Reproduce the items starting at the line containing "TARGET = rocky hillside" and ending at the last item, changing every "locate" to "mark" and leaving everything else unchanged.

Records shown

★ ★ ★ ★ ★

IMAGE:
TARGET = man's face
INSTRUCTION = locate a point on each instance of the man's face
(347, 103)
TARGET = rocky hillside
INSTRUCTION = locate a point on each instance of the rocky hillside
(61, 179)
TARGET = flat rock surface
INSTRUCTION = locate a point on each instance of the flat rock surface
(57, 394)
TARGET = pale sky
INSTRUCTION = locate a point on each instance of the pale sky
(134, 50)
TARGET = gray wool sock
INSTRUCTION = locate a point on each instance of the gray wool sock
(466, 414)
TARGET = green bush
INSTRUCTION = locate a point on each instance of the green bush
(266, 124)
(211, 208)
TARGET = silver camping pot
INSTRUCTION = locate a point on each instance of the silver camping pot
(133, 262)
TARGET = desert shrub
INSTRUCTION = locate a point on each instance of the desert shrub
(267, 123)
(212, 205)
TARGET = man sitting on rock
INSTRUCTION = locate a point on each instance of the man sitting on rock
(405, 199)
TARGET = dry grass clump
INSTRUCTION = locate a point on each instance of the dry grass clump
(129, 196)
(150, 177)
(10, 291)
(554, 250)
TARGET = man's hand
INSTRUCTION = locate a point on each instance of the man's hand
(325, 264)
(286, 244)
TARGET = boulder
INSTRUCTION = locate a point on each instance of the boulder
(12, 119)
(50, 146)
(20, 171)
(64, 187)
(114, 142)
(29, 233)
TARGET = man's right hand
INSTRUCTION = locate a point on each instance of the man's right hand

★ ★ ★ ★ ★

Written response
TARGET = rocky hillside
INSTRUCTION = mark a point on each instance of the rocky hillside
(61, 179)
TARGET = flat rock surface
INSTRUCTION = mark a point on each instance of the flat rock surface
(57, 394)
TARGET = pale sky
INSTRUCTION = mark a point on each instance of the pale sky
(134, 50)
TARGET = gray wool sock
INSTRUCTION = mark a point on each instance of the gray wool sock
(466, 414)
TARGET = green bush
INSTRUCTION = mark a point on each instance of the green bush
(266, 124)
(211, 208)
TARGET = silver camping pot
INSTRUCTION = mark a point on each instance of the silver camping pot
(133, 262)
TARGET = desert shrub
INSTRUCTION = mark a point on each instance of the desert shrub
(267, 123)
(212, 205)
TARGET = man sitting on rock
INSTRUCTION = mark a point on each instance of the man sitting on rock
(405, 199)
TARGET = dry grass clump
INSTRUCTION = mark a point on each instance of the dry grass clump
(129, 196)
(150, 177)
(10, 291)
(554, 250)
TARGET = man's hand
INSTRUCTION = mark a point on each instance of the man's hand
(325, 264)
(286, 244)
TARGET = boulder
INSTRUCTION = mark a point on each instance of the boulder
(12, 119)
(50, 146)
(20, 171)
(64, 187)
(114, 142)
(29, 233)
TARGET = man's right hand
INSTRUCTION = mark a point on each instance of the man's right hand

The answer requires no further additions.